• SELECTED EXCERPT:
[Start]
By Poppy McPherson, Simon Lewis, Thu Thu Aung, Shoon Naing and Zeba Siddiqui, Reuters, December 18, 2018
NAYPYITAW--Myanmar’s leaders are promising to bring home hundreds of thousands of Rohingya Muslims who fled a brutal military crackdown. But the government, led by Nobel laureate Aung San Suu Kyi, is taking steps that make their return increasingly unlikely.
The areas where the Rohingya lived in Myanmar’s western Rakhine State before the army ousted them are being dramatically transformed. The northern reaches of this region were once a Muslim-majority enclave in the overwhelmingly Buddhist nation.
Hundreds of new houses are now being built in villages where the Rohingya resided, satellite images show. Many of these villages were burned, then flattened and scraped by bulldozers. The new homes are being occupied mainly by Buddhists, some from other parts of Rakhine. The security forces are also building new facilities in these areas.
A clear picture of the changes on the ground has been elusive, however, because of restrictions on travel to the region. To document Myanmar’s plans for the Rohingya, Reuters analysed satellite photographs of construction work in the region from the past year and an unpublished resettlement map drafted by the government. Reporters also interviewed national and state-level government officials in charge of resettlement policy, aid workers, refugees in the camps in Bangladesh, and Rohingya still living in northern Rakhine.
[End]
• PARTS OF THE EXERCISE:
- A) In the Reuters report on Rakhine State, who leads Myanmar's government?
- B) Swap "enclave" for "pocket" in the Reuters report on Rakhine State, then give everything from "By Poppy McPherson, Simon" down to "overwhelmingly Buddhist nation.".
- C) Pick up the Reuters report on the Rohingya's return where it stops, and write the next part.

• PROVIDED DATA:
[Start]
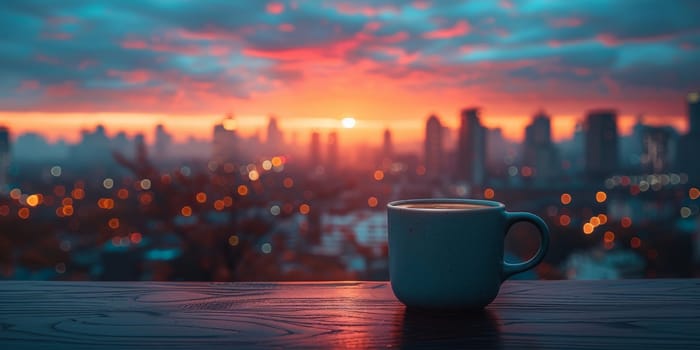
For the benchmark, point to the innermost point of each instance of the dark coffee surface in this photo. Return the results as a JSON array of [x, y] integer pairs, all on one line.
[[443, 206]]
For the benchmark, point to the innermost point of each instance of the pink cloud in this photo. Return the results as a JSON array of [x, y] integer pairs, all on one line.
[[459, 29], [421, 4], [86, 64], [134, 44], [275, 8], [566, 22], [132, 77], [582, 72], [372, 26], [607, 39], [219, 50], [61, 90], [286, 27], [28, 85]]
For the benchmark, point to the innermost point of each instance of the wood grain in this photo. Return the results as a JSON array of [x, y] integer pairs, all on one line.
[[629, 314]]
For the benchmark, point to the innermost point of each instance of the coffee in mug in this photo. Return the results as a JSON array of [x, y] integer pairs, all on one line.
[[448, 253]]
[End]
• ANSWERS FOR THE EXERCISE:
- A) Nobel laureate Aung San Suu Kyi leads Myanmar's government.

- B)
By Poppy McPherson, Simon Lewis, Thu Thu Aung, Shoon Naing and Zeba Siddiqui, Reuters, December 18, 2018
NAYPYITAW--Myanmar’s leaders are promising to bring home hundreds of thousands of Rohingya Muslims who fled a brutal military crackdown. But the government, led by Nobel laureate Aung San Suu Kyi, is taking steps that make their return increasingly unlikely.
The areas where the Rohingya lived in Myanmar’s western Rakhine State before the army ousted them are being dramatically transformed. The northern reaches of this region were once a Muslim-majority pocket in the overwhelmingly Buddhist nation.

- C)
The government is both building some of the new homes and helping to facilitate the Buddhist resettlement push, according to local officials and new settlers. The campaign is being spearheaded by Buddhist nationalists who want to establish a Buddhist majority in the area.
And the Rohingya resettlement map drafted by the government, described here for the first time, reveals that many refugees who do return to Rakhine won’t go back to their homes or even their original villages. The map shows they would be herded into several dozen Rohingya-only settlements, segregating them from the rest of the population.
Many of the Rohingya who stayed behind say conditions are growing intolerable. A scattered community of more than 200,000 Rohingya remains in northern Rakhine, according to an internal U.N. document reviewed by Reuters. More than two dozen people who recently fled to Bangladesh told Reuters they faced intimidation and beatings by security forces, as well as curfews and travel restrictions that made it difficult to work or obtain food. The result is a continued flow of Rohingya into Bangladesh. Almost 15,000 have fled so far this year, according to the United Nations.
Yanghee Lee, the U.N. special rapporteur on human rights in Myanmar, said the Reuters findings showed the actions of the authorities in Myanmar were making the expulsion of the Rohingya irreversible. The aim, she said, is to change the terrain by removing “any remnants” of Rohingya villages. “For people to go back to their places of origin, identify landmarks to go back to, it’s become impossible.”
The Myanmar authorities “wanted to get everyone out,” she added. “Now they’ve got them out, they sure aren’t going to give it back to the Rohingya.”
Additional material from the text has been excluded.